• **WHAT THE TASK ASKS**
Update the listing from the line containing "The service MUST place a point on the hedge, one" down to the line containing "Query: hedge", both included, by changing "hedge" to "shrub" and leaving everything else unchanged. Output only those lines.

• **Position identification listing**
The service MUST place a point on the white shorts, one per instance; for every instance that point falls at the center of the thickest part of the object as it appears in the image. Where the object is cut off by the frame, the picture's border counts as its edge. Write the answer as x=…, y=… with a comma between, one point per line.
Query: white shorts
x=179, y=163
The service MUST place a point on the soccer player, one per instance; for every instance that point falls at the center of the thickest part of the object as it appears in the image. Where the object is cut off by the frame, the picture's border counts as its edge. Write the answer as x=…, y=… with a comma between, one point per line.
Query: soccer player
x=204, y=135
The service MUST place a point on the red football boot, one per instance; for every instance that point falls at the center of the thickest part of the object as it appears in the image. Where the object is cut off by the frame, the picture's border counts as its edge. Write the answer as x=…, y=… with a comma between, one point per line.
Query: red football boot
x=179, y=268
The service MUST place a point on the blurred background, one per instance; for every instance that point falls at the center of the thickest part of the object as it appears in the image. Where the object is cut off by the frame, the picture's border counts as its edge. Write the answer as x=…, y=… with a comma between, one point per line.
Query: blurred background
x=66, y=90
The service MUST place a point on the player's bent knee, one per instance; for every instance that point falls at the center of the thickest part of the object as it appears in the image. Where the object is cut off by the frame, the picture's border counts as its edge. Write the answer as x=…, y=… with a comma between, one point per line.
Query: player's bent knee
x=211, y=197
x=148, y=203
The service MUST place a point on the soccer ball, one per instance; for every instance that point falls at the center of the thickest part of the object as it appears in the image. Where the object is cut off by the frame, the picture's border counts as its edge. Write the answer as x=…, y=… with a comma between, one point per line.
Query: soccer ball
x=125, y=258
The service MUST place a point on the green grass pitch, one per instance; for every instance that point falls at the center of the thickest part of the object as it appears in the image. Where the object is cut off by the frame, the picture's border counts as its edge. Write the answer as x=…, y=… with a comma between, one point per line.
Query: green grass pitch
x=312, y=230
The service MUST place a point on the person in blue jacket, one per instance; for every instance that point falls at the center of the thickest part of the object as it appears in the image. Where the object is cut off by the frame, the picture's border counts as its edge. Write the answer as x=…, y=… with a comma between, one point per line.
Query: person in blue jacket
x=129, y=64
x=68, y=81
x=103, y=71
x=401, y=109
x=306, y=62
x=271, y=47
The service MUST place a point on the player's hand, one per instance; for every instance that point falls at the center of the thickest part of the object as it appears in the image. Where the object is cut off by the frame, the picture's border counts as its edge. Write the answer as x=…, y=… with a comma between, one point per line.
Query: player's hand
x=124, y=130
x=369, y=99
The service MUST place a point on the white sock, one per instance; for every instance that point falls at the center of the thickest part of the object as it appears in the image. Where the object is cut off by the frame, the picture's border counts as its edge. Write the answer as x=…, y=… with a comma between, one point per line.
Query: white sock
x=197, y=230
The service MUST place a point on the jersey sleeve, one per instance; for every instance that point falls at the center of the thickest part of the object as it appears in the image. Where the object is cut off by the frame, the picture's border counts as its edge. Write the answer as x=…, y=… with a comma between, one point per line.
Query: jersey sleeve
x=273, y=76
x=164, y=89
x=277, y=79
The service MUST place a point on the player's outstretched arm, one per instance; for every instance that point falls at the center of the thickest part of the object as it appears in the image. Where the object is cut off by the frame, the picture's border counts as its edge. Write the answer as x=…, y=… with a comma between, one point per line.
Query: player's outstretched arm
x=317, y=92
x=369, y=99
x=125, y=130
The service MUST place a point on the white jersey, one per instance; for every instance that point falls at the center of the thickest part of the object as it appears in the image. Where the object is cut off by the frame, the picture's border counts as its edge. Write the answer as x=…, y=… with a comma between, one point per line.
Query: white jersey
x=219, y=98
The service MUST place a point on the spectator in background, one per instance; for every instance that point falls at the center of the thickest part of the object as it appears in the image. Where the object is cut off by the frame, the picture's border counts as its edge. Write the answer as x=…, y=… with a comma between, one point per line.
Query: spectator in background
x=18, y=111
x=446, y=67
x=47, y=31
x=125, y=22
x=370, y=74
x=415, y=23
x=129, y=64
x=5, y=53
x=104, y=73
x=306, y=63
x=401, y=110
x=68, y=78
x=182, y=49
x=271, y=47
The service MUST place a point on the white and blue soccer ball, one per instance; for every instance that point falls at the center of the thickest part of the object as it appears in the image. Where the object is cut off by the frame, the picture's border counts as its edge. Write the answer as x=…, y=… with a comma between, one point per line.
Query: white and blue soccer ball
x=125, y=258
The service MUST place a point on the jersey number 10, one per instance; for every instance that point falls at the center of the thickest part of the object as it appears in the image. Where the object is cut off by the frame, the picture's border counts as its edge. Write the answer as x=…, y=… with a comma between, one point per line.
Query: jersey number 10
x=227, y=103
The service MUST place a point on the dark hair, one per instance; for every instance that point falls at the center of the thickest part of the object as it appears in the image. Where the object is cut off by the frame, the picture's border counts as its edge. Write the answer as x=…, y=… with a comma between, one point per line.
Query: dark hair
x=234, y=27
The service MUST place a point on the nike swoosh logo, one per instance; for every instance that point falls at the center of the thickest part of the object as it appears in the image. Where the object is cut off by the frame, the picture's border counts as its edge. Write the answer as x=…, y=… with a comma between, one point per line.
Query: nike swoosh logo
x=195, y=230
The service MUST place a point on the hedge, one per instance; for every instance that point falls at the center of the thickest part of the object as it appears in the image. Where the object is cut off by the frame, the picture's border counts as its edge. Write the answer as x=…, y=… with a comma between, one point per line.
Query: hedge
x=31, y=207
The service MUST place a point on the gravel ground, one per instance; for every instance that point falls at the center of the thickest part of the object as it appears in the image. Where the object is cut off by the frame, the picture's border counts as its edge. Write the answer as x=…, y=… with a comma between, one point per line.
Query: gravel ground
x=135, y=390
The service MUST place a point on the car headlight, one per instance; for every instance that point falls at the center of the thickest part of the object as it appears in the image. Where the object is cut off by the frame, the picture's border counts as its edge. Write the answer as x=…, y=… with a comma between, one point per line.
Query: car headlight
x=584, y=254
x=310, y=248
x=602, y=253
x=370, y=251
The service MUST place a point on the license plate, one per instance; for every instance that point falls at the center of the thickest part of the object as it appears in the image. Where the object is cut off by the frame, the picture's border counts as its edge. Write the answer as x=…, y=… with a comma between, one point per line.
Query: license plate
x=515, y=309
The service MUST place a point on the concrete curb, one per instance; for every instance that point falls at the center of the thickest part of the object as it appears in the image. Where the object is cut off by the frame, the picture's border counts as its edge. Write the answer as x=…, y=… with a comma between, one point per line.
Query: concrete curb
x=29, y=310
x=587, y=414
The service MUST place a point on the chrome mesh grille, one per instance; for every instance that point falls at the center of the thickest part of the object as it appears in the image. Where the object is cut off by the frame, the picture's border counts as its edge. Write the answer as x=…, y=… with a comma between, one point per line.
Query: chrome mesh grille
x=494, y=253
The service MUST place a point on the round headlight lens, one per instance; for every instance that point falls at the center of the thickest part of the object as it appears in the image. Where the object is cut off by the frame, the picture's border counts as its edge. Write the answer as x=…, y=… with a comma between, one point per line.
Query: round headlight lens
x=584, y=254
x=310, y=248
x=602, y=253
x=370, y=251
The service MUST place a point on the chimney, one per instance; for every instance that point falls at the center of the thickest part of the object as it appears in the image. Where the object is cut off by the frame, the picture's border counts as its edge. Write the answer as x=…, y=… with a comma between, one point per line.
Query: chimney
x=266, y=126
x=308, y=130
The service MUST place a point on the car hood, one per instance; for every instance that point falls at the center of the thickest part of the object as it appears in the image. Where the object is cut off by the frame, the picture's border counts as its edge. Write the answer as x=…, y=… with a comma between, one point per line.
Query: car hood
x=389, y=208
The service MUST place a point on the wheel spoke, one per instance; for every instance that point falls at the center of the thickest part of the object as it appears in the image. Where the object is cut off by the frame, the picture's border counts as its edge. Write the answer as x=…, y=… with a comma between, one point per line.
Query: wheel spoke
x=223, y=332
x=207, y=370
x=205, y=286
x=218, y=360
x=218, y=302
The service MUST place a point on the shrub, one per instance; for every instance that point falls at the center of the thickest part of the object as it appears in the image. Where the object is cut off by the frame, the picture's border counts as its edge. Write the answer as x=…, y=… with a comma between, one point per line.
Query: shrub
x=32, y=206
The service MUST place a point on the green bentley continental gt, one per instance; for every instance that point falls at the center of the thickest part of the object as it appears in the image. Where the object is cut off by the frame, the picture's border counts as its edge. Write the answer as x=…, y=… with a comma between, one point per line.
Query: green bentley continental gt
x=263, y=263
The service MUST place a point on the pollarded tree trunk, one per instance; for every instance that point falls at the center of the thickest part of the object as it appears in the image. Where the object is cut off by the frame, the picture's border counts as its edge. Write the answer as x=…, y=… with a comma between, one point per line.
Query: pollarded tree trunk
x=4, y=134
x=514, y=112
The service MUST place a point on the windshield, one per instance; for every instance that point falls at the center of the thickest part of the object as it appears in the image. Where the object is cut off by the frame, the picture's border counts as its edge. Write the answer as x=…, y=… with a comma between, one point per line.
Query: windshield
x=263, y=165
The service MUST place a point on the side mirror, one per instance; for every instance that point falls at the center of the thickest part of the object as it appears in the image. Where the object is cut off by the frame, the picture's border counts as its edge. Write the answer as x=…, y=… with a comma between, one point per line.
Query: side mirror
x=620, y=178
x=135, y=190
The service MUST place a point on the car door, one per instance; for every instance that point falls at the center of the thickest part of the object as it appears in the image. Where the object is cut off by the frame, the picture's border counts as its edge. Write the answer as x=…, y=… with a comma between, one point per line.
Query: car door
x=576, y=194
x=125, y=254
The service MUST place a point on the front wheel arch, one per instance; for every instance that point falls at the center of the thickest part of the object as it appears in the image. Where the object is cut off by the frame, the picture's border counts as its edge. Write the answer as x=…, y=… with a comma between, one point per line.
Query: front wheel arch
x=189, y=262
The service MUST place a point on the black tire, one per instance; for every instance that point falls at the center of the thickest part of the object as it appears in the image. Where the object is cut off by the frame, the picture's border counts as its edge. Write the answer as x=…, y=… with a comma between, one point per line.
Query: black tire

• **RESULT OF THE TASK**
The service MUST place a point on the shrub, one per instance; for every instance that point falls at the center of the thickest part of the object as it appears in the image. Where the object is cut off by the frame, the picture's border counts as its edge. Write the answer as x=…, y=… with a comma between, one point per line.
Query: shrub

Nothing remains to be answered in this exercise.